_Fragmento:_
Pese a que algunos cuando me descubren me imprecan y hasta llegan al insulto, nunca han logrado ablandarme ni mucho menos que me pliegue a lo que la gente espera de mí; tampoco lo han conseguido con zalamerías ni halagos: yo sigo a lo mío porque ¿qué sería de la vida si todo fuera tan previsible, tan pronosticable? ¿Cómo hallaríamos una salida cuando todas las puertas las ha hundido el vendaval? ¿Qué escribiríamos en los diarios de aquellos días de plata?
Me llamo Destino aunque algunos me llaman bromista. Mi ocupación preferida consiste en desatar los hilitos que los humanos tejen con tanto esmero; los desato y los ato a mi placer y parecer, y entonces observo. Me siento a ver los resultados y alguna veces, las menos, al contemplarlos se me escapa una cómplice sonrisa y aún un suspiro.




Albada 266


DEPREDATOR

(13 de noviembre de 2011)

Lo recuerdo todo muy bien. Aunque algo creo en premoniciones y telepatías, me quedé estupefacto al girar la esquina de aquella calle y darme de bruces con Carlos.

_Datos almacenados:_
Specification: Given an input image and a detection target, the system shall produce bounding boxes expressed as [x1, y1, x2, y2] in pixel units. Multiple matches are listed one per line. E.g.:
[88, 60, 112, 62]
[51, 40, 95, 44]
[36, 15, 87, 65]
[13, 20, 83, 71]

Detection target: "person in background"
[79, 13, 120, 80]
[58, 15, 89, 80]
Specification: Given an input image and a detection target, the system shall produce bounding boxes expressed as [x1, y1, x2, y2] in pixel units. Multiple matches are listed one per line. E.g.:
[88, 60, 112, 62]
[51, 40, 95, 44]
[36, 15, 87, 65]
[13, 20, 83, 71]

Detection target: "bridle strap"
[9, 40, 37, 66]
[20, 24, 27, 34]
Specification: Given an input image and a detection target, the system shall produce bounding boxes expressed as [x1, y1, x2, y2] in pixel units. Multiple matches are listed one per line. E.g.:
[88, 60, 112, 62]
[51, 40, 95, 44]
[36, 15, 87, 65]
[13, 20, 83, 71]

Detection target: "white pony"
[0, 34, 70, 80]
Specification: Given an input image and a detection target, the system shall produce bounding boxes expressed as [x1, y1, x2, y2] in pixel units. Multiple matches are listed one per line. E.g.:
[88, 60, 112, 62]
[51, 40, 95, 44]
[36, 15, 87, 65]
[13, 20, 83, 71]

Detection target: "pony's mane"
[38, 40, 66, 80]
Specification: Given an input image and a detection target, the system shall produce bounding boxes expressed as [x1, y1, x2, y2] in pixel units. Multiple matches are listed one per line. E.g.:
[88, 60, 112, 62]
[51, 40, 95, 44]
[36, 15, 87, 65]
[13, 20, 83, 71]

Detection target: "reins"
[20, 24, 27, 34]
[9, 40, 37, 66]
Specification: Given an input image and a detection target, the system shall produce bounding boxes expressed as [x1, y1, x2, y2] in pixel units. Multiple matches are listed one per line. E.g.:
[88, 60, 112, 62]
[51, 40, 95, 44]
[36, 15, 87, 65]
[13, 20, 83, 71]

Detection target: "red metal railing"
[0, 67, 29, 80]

_Consigna 1:_ Según el fragmento, ¿qué nombre dice tener la voz que narra el primer párrafo?
_Consigna 2:_ Copia todas las preguntas que aparecen en el primer párrafo del fragmento, en el orden en que figuran.

_Respuesta completa 1:_ Destino.

_Respuesta completa 2:_
1. ¿Qué sería de la vida si todo fuera tan previsible, tan pronosticable?
2. ¿Cómo hallaríamos una salida cuando todas las puertas las ha hundido el vendaval?
3. ¿Qué escribiríamos en los diarios de aquellos días de plata?